◆ **DATA FOR PROCESSING**

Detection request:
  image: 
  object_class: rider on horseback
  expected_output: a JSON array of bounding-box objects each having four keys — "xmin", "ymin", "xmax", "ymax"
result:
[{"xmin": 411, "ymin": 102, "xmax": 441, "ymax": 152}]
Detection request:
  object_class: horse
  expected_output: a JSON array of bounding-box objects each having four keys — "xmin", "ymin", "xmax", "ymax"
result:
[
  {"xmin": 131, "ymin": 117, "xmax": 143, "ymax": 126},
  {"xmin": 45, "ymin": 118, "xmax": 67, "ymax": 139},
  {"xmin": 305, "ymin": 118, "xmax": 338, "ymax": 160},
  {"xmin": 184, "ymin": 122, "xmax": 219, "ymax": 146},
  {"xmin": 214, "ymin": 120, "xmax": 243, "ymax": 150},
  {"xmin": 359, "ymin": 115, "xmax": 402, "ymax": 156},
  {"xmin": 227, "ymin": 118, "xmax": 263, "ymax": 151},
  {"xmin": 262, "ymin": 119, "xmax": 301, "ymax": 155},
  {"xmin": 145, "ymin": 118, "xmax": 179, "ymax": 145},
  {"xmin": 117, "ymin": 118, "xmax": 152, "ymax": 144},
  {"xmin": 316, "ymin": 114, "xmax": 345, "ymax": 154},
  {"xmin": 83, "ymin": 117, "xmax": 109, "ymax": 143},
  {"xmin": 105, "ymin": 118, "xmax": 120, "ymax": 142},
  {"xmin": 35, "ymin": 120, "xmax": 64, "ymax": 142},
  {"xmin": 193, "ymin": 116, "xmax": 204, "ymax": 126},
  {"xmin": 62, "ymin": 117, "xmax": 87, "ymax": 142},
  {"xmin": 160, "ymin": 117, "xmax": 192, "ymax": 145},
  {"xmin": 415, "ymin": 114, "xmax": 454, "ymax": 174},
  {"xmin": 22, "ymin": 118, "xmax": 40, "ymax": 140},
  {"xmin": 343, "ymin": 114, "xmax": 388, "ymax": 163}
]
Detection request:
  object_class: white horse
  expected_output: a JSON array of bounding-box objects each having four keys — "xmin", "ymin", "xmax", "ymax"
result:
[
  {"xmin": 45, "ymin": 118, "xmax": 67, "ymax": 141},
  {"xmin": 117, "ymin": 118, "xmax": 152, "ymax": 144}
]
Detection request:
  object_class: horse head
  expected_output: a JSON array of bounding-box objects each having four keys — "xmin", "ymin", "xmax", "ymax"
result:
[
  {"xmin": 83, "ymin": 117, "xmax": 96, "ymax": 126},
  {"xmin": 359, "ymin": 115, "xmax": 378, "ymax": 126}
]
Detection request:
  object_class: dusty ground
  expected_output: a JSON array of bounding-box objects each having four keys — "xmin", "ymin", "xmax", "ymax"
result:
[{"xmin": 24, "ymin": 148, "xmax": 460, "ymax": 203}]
---
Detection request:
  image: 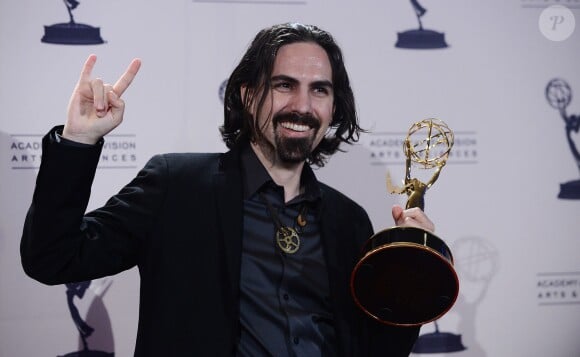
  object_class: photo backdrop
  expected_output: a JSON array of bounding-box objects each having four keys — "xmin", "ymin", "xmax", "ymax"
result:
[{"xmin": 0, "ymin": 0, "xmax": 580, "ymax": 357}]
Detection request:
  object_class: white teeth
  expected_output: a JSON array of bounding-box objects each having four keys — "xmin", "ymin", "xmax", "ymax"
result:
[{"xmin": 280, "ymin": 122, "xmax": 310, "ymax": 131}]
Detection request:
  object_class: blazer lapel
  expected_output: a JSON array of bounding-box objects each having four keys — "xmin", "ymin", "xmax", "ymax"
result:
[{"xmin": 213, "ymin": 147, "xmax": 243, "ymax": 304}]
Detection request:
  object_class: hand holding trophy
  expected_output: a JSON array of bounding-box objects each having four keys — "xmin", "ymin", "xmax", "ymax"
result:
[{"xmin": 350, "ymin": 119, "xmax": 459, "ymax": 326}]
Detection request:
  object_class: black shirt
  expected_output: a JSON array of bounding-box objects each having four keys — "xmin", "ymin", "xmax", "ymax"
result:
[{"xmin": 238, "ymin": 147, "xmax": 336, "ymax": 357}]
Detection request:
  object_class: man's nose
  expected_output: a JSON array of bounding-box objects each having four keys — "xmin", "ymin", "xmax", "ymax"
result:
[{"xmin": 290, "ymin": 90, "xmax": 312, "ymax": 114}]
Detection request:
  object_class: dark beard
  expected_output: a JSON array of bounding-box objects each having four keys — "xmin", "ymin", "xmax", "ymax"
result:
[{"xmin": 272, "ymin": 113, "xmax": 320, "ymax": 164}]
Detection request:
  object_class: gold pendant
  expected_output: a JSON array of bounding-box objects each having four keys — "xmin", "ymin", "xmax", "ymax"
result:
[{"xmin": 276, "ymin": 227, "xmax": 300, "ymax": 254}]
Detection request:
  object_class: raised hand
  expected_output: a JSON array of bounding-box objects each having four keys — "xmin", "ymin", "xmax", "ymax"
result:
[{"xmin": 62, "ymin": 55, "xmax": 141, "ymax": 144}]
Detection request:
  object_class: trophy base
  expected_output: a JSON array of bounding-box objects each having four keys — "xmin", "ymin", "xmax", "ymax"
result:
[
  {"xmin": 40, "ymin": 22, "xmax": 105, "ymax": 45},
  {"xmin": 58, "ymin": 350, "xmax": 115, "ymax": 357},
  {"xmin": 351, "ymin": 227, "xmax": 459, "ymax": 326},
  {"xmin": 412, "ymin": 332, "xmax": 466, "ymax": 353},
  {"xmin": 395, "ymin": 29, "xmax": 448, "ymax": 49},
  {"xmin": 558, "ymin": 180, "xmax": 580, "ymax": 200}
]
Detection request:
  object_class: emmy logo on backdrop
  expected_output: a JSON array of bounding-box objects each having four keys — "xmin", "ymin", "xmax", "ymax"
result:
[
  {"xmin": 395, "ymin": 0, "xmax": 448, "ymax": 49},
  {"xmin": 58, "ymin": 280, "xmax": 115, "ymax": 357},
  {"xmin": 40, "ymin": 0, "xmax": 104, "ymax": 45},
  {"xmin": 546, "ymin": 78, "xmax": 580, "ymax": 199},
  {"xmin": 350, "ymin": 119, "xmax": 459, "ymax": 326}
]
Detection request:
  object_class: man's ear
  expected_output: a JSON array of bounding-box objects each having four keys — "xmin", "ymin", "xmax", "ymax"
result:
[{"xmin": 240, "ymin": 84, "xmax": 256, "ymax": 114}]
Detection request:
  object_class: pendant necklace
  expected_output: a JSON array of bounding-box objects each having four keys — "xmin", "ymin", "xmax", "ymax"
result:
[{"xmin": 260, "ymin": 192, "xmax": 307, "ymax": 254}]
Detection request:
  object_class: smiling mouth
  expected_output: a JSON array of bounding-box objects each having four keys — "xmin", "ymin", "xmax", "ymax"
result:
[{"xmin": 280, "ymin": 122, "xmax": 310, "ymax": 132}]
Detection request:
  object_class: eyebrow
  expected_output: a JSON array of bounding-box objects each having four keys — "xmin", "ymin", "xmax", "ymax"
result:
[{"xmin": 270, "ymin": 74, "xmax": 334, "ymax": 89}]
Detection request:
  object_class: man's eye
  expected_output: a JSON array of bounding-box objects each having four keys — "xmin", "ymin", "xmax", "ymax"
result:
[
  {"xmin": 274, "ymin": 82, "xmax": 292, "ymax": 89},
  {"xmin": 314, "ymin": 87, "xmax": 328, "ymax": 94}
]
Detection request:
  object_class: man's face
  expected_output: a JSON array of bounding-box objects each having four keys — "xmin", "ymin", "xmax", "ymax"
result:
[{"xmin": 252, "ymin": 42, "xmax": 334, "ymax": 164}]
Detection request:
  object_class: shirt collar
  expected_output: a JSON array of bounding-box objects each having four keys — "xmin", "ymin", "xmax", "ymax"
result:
---
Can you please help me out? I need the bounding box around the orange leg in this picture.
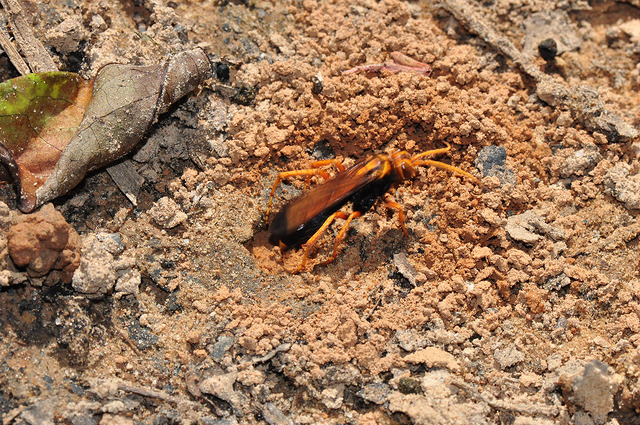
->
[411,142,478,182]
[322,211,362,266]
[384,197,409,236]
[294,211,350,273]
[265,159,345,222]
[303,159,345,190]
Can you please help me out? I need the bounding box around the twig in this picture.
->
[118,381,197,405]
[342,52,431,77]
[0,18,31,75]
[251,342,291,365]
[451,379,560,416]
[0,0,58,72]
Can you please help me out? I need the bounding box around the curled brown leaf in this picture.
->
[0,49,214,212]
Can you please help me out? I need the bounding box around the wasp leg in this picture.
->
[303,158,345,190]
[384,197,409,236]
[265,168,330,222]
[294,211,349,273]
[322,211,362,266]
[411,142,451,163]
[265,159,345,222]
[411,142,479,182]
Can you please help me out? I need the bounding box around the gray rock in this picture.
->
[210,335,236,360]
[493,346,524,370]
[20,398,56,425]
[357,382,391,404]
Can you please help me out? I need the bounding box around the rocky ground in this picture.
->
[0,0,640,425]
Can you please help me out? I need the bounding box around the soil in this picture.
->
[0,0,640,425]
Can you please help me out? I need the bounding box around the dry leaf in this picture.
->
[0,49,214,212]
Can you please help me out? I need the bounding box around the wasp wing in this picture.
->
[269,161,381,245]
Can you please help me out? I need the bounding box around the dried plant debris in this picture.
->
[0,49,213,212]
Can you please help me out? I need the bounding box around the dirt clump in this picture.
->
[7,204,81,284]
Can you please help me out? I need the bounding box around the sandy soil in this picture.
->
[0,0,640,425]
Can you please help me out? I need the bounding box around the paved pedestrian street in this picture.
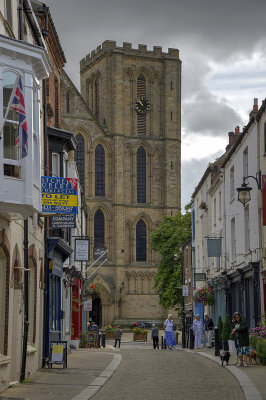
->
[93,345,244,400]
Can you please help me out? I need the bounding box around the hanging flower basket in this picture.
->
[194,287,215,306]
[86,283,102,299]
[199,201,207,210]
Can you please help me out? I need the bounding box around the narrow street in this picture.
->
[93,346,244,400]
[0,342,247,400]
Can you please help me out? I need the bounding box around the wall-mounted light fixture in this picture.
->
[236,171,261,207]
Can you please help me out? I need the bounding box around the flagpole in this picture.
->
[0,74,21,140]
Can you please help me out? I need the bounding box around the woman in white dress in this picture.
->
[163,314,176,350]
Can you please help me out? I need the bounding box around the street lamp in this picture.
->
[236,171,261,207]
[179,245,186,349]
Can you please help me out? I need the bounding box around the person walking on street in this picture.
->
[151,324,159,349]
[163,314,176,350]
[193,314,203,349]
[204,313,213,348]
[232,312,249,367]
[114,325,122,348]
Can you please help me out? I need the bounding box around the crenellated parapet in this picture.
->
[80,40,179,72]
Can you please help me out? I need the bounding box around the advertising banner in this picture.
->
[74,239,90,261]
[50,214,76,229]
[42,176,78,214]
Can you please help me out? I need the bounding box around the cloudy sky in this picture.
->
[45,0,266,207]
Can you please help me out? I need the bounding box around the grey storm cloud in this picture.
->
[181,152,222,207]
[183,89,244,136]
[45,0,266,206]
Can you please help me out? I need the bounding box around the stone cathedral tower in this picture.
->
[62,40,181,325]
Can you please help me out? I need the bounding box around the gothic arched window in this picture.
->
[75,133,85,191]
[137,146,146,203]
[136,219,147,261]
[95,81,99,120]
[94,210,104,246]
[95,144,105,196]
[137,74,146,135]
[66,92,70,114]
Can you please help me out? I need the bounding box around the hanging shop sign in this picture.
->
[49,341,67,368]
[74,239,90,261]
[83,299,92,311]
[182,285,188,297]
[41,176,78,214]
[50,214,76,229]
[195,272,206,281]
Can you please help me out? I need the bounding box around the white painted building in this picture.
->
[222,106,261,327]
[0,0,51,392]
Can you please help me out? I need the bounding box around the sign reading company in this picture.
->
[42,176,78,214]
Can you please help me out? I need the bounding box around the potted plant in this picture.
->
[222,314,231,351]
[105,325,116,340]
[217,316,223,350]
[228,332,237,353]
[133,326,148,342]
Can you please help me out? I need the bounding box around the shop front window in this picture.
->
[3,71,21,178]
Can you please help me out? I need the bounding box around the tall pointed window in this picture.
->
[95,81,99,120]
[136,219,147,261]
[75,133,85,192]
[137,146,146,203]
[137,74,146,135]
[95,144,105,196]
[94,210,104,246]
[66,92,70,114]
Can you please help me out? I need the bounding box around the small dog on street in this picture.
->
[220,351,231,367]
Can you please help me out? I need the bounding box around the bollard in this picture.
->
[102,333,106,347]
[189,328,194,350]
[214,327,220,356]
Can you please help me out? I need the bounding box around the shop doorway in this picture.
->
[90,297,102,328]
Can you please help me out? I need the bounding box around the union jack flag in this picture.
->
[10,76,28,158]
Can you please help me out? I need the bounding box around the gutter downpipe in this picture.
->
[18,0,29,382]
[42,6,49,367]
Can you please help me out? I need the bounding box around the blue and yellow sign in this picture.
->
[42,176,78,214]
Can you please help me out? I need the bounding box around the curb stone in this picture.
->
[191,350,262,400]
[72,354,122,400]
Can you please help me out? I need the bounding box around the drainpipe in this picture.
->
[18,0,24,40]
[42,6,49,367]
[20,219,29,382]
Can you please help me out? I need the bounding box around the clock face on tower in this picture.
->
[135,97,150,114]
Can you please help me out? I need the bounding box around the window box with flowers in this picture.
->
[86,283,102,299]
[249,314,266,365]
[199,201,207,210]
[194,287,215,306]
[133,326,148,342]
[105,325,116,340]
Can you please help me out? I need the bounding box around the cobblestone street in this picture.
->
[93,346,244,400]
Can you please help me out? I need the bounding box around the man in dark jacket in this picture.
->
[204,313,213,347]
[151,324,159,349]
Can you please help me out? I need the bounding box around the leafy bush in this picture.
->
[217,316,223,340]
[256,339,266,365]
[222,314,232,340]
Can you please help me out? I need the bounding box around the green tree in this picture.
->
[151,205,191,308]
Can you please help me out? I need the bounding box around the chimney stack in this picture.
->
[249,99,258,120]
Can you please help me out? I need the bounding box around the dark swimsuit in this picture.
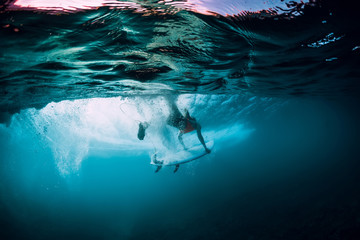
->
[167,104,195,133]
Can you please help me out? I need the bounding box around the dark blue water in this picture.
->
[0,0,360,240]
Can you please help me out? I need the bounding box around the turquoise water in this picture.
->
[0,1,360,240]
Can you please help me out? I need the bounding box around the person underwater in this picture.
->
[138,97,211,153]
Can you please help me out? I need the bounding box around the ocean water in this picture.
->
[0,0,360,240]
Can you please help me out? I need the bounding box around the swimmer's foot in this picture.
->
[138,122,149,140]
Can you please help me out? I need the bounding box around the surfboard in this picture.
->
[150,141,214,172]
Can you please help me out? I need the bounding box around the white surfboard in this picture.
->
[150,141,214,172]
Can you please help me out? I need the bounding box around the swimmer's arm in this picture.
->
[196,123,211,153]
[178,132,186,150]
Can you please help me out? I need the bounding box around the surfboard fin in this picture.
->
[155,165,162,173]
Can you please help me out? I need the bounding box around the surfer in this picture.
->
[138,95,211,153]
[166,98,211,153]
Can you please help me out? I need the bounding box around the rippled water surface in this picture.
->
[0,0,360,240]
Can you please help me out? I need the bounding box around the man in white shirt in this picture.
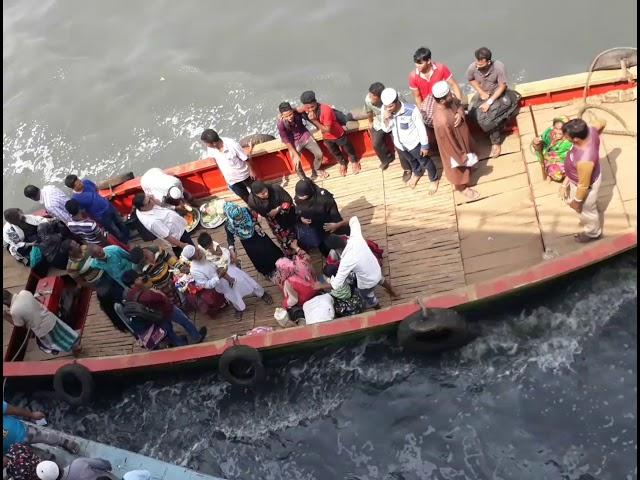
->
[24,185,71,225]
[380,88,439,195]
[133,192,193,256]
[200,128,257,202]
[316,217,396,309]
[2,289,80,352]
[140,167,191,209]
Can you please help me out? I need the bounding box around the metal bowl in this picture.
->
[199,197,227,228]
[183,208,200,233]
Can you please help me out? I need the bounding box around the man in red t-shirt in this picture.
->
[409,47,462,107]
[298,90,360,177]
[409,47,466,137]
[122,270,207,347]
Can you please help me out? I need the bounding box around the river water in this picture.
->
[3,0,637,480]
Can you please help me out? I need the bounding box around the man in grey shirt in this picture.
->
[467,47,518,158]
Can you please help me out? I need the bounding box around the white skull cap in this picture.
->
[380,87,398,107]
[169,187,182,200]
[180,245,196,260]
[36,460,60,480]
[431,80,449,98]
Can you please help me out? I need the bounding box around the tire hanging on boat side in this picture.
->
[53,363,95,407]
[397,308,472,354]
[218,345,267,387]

◆ **AIM**
Lay out the lines as a JSON list of strings, one string per line, with blank lines left out: begin at the line that has "river water in this picture." and stop after the line that has "[218,345,267,387]".

◆ **CORRECT OUTPUT**
[
  "Can you please help me out? I need the bounding box around the river water in this picture.",
  "->",
  "[3,0,637,480]",
  "Can you please help me out? I need the bounding box around the man in grey shirt in this picture.",
  "->",
  "[467,47,518,158]",
  "Can you please help me out? I need the bounding box around the white skull cap in this picture.",
  "->",
  "[380,87,398,107]",
  "[169,187,182,200]",
  "[180,245,196,260]",
  "[36,460,60,480]",
  "[431,80,449,98]",
  "Can you please help me out? I need the bounding box around the tire hanging on boat side in this picture.",
  "->",
  "[53,363,95,407]",
  "[397,308,472,354]",
  "[218,345,267,387]"
]